WORK TO BE COMPLETED:
Copy each line below containing "instance".

++++ DATA FOR THIS EXERCISE

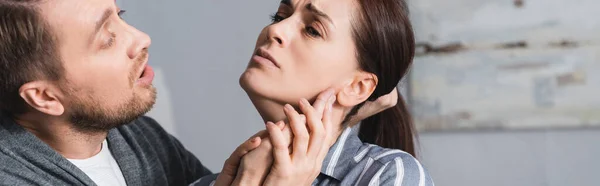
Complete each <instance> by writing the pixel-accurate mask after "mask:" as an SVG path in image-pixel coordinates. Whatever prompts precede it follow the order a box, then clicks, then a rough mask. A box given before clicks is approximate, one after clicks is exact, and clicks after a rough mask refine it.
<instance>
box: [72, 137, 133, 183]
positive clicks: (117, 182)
mask: <svg viewBox="0 0 600 186" xmlns="http://www.w3.org/2000/svg"><path fill="white" fill-rule="evenodd" d="M68 160H69V161H71V163H73V164H74V165H75V166H77V167H78V168H79V169H81V170H82V171H83V172H84V173H85V174H86V175H87V176H88V177H90V178H91V179H92V181H94V182H95V183H96V185H98V186H105V185H106V186H126V185H127V184H126V183H125V178H124V177H123V173H122V172H121V168H120V167H119V165H118V164H117V161H116V160H115V158H114V157H113V156H112V153H110V149H108V143H107V142H106V140H104V142H102V150H100V153H98V154H96V155H95V156H93V157H91V158H88V159H83V160H80V159H68Z"/></svg>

++++++++

THE COMPLETED TASK:
Complete each <instance> by writing the pixel-accurate mask after "mask:" as an SVG path in image-pixel coordinates. Whatever prompts precede it follow the order a box, then clicks, then a rough mask. A box given before clicks is approximate, one after clicks is exact, and clicks after a rough mask refine it.
<instance>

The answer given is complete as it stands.